Passage to read:
This is Part One of a Two-Part Series.
Many government agencies and corporations are currently examining meta data tools in the marketplace to decide which of these tools, if any, meet the requirements for their meta data management
solutions. Often times these same organizations want to know what types of functionality and features they should be looking for in this tool category. Unfortunately, this question becomes very
complicated as each tool vendor has their own personalized “marketing spin” as to which functions and features are really the most advantageous. This leaves the consumer with a very
difficult task, indeed especially when it seems like none of the vendors tools fully fit the requirements that your meta data management solution requires. At EWSolutions we have several clients
that have these exact same concerns about the tools in the market.
Although I have no plans on starting a software company, I would like to take this opportunity to play software designer, and present my optimal meta data tool’s key functionality.
One of the challenges with this exercise is that meta data functionality has a great deal of depth and breath. Therefore, in order to properly categorize our tool’s functionality, I will use
the six major components of a managed meta data environment (MME):
- Meta Data Sourcing & Meta Data Integration Layers
- Meta Data Repository
- Meta Data Management Layer
- Meta Data Marts
- Meta Data Delivery Layer
I will now walk through each of these MME components and describe the key functionality that my optimal meta data tool would contain.
Meta Data Sourcing & Meta Data Integration Layers
For simplicity sake I will be discussing this “dream” tool’s functionality for both the meta data sourcing and the meta data integration layers together. The goal of the meta data
sourcing and integration layers is to extract the meta data from its source, integrate it where necessary, and to bring it into the Meta Data Repository.

Information shown:
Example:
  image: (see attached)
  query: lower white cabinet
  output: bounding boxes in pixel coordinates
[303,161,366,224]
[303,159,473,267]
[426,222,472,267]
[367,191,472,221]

Written request: According to the meta data tools article above, what actions make up the goal of the meta data sourcing and integration layers?

Completed task:
- Extract the meta data from its source
- Integrate it where necessary
- Bring it into the Meta Data Repository